• WORK INSTRUCTIONS:
Word for word, repeat the lines of the records from the one containing "Target: distant building" through the last line, both included.

• RECORDS:

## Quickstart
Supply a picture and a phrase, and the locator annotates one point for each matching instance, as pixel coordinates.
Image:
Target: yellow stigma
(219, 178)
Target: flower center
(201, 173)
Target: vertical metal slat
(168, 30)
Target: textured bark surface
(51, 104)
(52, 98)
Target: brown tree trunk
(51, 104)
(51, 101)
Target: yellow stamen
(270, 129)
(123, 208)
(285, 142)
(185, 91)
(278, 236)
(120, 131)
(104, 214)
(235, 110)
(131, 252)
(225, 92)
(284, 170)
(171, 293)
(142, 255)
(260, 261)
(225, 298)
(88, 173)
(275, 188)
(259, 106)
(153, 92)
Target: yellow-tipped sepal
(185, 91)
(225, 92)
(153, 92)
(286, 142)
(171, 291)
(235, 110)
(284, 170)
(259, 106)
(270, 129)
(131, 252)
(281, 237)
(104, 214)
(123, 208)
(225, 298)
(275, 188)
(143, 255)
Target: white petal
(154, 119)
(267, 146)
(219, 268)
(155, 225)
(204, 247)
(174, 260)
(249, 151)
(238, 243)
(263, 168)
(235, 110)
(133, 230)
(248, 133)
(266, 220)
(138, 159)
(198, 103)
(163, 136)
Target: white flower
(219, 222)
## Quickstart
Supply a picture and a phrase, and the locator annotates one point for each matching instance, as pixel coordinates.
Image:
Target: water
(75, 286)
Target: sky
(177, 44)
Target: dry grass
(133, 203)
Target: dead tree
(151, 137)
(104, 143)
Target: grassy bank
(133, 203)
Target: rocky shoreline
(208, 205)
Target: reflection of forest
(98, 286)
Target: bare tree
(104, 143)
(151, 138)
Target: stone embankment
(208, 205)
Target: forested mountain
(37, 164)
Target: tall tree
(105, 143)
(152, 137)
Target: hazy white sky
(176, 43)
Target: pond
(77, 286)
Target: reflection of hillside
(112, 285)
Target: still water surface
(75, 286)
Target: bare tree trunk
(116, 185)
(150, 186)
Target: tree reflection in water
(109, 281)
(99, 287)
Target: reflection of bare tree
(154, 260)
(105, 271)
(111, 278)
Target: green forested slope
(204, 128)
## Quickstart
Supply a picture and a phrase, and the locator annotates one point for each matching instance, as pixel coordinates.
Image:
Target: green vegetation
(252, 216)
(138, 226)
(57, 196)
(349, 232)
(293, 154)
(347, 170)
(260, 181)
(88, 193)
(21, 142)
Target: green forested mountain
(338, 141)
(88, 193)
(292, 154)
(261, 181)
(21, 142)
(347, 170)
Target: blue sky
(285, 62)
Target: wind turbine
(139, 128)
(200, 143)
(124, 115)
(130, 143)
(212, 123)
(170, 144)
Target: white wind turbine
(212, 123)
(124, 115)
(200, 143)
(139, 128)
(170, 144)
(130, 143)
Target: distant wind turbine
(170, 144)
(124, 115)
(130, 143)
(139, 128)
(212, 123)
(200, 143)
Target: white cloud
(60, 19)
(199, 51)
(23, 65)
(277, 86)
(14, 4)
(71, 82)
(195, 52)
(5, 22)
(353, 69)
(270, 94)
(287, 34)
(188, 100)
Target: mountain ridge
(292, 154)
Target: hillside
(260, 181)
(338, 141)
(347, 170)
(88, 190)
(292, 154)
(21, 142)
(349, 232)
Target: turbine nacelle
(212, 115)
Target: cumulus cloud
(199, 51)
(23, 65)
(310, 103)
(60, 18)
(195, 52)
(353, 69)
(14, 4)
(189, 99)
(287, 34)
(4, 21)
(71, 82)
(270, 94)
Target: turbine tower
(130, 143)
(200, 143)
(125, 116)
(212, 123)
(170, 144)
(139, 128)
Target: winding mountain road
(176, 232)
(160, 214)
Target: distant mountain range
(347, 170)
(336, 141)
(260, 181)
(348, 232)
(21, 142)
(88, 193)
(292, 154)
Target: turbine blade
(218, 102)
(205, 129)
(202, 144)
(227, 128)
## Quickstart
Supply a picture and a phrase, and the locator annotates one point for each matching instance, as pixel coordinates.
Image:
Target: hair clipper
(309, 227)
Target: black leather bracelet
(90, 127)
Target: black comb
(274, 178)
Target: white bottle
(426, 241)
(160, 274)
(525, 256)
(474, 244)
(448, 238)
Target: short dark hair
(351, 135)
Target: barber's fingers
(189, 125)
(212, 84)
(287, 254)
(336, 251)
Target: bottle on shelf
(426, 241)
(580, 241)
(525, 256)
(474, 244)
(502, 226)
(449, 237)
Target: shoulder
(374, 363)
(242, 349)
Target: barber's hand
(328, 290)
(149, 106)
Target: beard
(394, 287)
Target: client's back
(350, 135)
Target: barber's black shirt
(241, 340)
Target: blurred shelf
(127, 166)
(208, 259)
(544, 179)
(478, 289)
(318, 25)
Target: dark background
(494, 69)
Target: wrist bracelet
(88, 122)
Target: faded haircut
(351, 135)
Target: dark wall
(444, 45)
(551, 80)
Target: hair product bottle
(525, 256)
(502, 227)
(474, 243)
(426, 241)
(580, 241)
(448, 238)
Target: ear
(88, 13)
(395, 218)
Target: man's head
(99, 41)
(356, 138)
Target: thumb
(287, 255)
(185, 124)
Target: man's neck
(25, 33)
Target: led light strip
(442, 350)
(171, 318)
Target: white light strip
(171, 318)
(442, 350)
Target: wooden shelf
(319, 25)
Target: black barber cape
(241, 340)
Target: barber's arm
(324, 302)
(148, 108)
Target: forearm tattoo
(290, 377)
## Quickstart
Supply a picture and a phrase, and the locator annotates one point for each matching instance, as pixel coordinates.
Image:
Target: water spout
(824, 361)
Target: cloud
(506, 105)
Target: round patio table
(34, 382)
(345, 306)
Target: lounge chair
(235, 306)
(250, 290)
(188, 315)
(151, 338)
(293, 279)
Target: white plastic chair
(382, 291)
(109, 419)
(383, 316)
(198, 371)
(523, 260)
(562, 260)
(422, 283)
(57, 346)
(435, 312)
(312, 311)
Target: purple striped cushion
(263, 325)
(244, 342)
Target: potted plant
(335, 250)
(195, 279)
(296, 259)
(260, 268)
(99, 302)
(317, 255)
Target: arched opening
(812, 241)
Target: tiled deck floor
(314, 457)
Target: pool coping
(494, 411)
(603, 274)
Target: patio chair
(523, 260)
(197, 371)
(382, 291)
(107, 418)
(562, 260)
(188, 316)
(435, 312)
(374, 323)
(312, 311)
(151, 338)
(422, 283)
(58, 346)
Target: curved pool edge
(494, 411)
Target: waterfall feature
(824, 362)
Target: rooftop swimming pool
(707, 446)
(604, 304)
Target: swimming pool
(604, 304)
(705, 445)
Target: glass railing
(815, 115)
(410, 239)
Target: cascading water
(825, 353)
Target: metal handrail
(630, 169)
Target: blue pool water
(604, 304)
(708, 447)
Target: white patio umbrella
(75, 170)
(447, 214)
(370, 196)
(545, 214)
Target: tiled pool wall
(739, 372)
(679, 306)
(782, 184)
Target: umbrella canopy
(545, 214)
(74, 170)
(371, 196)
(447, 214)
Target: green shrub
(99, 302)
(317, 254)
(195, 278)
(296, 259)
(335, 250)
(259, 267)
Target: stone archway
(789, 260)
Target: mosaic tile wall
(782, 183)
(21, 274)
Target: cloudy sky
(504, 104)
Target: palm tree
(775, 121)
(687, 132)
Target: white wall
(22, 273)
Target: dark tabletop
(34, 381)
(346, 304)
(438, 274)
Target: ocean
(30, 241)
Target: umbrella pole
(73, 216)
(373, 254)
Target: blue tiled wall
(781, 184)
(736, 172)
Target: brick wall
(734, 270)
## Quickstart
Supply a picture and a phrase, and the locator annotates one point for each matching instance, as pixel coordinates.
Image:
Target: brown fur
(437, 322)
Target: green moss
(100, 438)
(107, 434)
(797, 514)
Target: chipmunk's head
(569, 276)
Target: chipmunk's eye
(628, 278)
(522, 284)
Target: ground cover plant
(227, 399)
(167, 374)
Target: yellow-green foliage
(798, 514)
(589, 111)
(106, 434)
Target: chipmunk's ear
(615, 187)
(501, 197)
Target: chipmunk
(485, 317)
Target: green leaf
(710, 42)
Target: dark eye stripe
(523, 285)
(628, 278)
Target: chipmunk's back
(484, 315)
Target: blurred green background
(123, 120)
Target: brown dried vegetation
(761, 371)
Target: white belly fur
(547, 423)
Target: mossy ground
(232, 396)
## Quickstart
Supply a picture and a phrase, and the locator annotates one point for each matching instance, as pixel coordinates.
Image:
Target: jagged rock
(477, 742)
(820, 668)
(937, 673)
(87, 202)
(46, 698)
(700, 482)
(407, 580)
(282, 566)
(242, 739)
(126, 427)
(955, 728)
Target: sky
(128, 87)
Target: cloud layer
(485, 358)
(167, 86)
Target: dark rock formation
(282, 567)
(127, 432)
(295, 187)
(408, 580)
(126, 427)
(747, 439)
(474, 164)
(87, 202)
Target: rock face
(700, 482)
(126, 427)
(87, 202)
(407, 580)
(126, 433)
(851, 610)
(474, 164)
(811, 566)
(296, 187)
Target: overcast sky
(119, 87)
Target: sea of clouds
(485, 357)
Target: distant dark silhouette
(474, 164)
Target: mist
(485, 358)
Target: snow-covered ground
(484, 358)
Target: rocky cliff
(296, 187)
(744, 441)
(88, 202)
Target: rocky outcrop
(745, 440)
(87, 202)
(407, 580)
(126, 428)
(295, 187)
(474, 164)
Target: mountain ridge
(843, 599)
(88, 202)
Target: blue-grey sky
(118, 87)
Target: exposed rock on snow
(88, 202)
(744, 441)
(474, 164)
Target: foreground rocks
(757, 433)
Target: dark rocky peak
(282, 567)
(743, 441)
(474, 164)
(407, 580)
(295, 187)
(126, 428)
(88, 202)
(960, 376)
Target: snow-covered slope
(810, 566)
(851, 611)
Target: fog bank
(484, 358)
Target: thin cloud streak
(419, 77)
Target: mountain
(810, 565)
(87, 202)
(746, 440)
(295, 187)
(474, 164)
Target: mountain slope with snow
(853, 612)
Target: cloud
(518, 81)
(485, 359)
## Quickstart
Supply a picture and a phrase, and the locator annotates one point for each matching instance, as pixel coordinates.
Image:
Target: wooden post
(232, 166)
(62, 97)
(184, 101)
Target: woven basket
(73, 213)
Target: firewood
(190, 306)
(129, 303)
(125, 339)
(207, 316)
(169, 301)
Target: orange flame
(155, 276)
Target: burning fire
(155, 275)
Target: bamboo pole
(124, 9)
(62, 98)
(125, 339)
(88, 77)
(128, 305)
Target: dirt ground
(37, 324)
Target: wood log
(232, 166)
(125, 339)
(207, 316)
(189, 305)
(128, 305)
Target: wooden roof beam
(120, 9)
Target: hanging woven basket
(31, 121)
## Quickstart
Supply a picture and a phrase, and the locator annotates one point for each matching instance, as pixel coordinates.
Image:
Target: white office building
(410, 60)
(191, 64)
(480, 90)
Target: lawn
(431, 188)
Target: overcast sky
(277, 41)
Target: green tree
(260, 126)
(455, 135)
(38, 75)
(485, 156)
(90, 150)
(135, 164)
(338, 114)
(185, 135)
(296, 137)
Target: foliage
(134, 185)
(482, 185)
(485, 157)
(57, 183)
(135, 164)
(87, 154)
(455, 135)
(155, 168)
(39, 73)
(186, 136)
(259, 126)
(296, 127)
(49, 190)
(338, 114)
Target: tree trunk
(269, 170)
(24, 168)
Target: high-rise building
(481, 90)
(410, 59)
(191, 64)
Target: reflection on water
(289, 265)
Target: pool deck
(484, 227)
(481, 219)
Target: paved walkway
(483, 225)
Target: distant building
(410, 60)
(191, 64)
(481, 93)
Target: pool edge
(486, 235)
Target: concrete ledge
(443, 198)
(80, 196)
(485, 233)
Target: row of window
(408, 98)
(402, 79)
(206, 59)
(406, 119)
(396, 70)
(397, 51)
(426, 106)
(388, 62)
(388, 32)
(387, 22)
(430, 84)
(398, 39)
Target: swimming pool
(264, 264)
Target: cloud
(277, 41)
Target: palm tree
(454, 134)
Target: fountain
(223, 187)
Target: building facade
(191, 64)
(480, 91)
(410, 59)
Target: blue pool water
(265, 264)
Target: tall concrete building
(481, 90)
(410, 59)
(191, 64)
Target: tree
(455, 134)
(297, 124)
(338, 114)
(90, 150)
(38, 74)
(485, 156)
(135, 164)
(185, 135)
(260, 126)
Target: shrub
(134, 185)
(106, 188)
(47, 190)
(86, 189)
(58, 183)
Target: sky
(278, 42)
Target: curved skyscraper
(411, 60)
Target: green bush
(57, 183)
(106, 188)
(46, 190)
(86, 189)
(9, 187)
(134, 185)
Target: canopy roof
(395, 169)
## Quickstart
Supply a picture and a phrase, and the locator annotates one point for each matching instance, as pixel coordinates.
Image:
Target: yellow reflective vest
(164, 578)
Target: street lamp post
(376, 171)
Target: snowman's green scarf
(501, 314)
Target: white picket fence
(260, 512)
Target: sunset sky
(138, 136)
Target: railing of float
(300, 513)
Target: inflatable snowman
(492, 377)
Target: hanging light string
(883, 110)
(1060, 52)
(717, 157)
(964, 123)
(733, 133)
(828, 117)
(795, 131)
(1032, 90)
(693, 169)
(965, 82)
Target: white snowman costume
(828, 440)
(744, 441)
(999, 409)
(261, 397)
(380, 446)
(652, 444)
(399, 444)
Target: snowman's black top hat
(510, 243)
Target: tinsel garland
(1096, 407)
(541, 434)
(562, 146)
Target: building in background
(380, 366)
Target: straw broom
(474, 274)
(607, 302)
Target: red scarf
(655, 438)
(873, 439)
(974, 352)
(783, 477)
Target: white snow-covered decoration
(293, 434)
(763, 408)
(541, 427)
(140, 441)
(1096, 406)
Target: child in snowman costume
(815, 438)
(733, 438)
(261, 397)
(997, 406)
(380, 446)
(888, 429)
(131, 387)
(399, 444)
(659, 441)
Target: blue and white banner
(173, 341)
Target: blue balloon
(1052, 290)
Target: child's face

• RESULT OF THIS TASK:
Target: distant building
(410, 60)
(191, 64)
(481, 93)
Target: pool edge
(486, 235)
Target: concrete ledge
(443, 198)
(80, 196)
(485, 233)
Target: row of window
(408, 98)
(402, 79)
(206, 59)
(406, 119)
(396, 70)
(397, 51)
(426, 106)
(388, 62)
(388, 32)
(387, 22)
(430, 84)
(398, 39)
Target: swimming pool
(264, 264)
Target: cloud
(277, 41)
Target: palm tree
(454, 134)
Target: fountain
(223, 187)
Target: building facade
(191, 64)
(480, 91)
(410, 59)
Target: blue pool water
(265, 264)
Target: tall concrete building
(481, 90)
(410, 59)
(191, 64)
Target: tree
(455, 134)
(297, 124)
(338, 114)
(90, 150)
(38, 74)
(485, 156)
(135, 164)
(185, 135)
(260, 126)
Target: shrub
(134, 185)
(106, 188)
(47, 190)
(86, 189)
(58, 183)
Target: sky
(278, 42)
Target: curved skyscraper
(411, 60)
Target: green bush
(57, 183)
(106, 188)
(46, 190)
(86, 189)
(9, 187)
(134, 185)
Target: canopy roof
(395, 169)
## Quickstart
Supply a picture and a phrase, and the locator annotates one point for each matching instance, as pixel coordinates.
Image:
Target: yellow reflective vest
(164, 578)
Target: street lamp post
(376, 171)
Target: snowman's green scarf
(501, 314)
Target: white picket fence
(260, 512)
Target: sunset sky
(138, 136)
Target: railing of float
(300, 513)
Target: inflatable snowman
(492, 377)
Target: hanging light string
(883, 110)
(1060, 52)
(717, 157)
(964, 123)
(733, 133)
(828, 117)
(795, 131)
(1032, 90)
(693, 169)
(965, 82)
Target: white snowman costume
(828, 440)
(744, 441)
(999, 409)
(261, 397)
(380, 446)
(652, 444)
(399, 444)
Target: snowman's black top hat
(510, 243)
Target: tinsel garland
(1096, 407)
(541, 434)
(562, 146)
Target: building in background
(380, 366)
Target: straw broom
(474, 274)
(607, 302)
Target: red scarf
(655, 438)
(873, 439)
(974, 352)
(783, 477)
Target: white snow-covered decoration
(293, 434)
(763, 408)
(541, 427)
(140, 441)
(1096, 406)
Target: child in snowman costume
(815, 438)
(733, 438)
(261, 397)
(997, 406)
(380, 446)
(888, 429)
(131, 387)
(399, 444)
(659, 441)
Target: blue and white banner
(173, 341)
Target: blue balloon
(1052, 290)
Target: child's face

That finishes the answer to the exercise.